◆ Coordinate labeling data
◇ ◇ ◇
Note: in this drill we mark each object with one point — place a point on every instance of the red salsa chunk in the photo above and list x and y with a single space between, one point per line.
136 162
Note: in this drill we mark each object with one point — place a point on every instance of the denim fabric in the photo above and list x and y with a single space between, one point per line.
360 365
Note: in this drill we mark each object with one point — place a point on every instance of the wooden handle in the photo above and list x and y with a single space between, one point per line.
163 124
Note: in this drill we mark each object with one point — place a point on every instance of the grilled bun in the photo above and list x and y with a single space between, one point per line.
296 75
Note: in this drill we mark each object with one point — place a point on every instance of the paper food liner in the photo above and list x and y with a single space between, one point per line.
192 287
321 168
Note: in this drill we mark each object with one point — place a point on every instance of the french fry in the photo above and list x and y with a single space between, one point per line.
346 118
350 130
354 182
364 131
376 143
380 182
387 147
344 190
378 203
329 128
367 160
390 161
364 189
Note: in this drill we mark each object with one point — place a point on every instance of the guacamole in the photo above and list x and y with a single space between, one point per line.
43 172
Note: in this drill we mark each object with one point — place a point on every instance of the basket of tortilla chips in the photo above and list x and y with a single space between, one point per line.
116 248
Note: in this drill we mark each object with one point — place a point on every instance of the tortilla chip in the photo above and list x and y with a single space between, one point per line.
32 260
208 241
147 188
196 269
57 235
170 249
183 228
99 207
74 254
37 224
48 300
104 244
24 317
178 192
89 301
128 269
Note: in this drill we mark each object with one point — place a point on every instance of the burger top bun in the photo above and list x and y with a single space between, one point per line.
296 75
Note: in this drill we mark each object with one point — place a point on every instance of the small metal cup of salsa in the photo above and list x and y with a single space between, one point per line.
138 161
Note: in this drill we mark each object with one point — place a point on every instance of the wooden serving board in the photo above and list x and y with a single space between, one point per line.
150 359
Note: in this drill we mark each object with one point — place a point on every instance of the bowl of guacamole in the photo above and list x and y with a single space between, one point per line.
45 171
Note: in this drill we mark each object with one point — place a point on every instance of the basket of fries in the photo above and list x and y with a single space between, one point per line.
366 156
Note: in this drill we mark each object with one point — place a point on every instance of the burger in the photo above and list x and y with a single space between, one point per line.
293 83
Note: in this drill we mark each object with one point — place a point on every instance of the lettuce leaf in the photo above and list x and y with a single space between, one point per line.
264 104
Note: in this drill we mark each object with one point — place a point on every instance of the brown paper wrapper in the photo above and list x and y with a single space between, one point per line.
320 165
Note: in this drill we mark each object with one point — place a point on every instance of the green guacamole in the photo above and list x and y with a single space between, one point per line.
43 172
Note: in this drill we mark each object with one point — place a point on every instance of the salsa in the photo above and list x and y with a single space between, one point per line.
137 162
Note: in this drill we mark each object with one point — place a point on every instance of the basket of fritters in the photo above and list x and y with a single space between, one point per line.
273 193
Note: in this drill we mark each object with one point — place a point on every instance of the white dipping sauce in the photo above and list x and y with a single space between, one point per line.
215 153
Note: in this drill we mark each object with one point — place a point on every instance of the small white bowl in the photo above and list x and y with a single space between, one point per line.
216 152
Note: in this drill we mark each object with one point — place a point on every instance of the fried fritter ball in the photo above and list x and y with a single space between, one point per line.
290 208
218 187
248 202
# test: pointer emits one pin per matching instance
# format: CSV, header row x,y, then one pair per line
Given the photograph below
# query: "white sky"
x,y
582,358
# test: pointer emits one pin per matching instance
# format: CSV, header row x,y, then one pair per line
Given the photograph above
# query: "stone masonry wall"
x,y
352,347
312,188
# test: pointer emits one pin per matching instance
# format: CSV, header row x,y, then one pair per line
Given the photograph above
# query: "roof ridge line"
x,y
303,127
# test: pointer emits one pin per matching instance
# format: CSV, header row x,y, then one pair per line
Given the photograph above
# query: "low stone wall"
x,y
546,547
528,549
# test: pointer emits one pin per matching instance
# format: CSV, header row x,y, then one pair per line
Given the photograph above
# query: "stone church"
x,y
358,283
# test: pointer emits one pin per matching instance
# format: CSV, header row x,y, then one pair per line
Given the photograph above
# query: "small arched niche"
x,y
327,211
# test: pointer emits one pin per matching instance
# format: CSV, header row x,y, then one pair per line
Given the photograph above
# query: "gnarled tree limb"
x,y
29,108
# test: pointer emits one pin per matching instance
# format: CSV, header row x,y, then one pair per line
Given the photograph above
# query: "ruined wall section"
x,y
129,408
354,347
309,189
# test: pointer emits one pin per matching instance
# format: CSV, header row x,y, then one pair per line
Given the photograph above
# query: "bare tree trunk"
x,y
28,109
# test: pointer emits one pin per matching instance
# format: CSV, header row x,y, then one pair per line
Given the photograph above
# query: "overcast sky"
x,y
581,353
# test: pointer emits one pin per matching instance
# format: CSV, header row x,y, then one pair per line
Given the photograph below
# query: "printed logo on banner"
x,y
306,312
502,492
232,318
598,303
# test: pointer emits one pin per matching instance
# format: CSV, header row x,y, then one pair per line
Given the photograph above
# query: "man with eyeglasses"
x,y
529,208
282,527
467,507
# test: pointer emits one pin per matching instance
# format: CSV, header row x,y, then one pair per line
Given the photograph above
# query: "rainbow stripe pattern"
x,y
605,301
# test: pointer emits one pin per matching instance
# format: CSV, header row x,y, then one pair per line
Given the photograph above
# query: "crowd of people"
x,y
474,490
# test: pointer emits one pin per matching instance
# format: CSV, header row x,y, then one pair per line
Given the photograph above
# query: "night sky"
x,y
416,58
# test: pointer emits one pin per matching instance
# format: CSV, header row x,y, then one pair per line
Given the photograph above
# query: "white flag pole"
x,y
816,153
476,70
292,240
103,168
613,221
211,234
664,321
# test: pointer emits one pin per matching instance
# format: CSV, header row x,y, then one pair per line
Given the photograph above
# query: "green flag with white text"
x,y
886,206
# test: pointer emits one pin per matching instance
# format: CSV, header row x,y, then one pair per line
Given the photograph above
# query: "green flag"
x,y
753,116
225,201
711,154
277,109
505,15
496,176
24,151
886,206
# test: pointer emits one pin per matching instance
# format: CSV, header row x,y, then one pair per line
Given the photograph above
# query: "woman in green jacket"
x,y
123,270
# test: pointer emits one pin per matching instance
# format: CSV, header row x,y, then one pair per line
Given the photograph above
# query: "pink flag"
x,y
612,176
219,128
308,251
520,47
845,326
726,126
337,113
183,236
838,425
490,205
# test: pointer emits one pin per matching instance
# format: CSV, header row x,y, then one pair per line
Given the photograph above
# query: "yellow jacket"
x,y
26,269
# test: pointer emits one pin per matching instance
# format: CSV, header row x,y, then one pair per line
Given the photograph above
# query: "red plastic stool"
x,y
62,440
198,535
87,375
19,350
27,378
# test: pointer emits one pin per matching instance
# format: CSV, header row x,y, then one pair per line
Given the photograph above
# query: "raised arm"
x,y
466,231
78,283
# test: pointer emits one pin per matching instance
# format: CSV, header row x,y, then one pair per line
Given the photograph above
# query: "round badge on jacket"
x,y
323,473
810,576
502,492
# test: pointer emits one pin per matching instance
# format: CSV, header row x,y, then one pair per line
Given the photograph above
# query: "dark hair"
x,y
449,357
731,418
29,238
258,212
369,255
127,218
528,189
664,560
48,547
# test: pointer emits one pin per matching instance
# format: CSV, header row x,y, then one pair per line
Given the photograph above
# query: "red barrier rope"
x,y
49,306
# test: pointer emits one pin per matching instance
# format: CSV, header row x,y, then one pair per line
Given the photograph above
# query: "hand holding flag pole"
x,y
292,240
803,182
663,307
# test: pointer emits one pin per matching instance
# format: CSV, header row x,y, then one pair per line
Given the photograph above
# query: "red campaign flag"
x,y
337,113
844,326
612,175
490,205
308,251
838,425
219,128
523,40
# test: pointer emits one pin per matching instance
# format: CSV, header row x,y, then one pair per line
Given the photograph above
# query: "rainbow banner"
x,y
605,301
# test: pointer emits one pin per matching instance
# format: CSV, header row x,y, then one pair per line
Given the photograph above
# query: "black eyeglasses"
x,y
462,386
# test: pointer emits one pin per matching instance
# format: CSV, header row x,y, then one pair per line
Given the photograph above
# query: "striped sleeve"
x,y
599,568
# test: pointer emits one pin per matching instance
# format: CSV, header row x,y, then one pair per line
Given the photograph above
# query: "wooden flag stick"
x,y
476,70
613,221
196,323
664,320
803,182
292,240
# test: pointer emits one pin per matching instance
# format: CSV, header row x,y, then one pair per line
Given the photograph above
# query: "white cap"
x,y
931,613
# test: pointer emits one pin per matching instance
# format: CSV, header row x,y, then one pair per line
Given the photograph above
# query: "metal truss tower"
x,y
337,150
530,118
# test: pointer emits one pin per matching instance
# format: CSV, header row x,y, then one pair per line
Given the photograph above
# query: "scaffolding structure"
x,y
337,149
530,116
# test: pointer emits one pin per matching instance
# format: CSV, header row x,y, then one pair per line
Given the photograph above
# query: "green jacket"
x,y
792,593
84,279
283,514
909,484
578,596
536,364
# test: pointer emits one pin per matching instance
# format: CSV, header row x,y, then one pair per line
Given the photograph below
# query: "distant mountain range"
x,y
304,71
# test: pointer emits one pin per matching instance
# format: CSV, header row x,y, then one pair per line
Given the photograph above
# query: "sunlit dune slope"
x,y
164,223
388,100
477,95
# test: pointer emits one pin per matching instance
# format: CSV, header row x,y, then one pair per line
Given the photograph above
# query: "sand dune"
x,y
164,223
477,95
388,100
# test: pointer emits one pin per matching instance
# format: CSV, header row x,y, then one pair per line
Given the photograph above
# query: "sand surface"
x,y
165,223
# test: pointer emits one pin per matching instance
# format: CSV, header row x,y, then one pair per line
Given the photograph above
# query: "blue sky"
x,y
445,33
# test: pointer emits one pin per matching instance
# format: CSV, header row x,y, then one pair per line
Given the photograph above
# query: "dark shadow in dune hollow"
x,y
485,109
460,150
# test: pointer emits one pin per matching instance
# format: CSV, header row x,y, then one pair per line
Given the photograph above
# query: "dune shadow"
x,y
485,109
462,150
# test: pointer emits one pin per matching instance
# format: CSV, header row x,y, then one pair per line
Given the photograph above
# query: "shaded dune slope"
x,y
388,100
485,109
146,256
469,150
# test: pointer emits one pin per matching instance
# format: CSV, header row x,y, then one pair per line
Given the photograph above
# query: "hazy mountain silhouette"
◇ ◇ ◇
◆ GIVEN REQUEST
Locate each line in the entries above that contains the string "dune" and copy every such line in full.

◆ SOLUTION FOR THIS TASK
# query: "sunlit dune slope"
# query: "sand dune"
# query: "dark shadow in dune hollow"
# query: "dune shadow"
# query: "shaded dune slope"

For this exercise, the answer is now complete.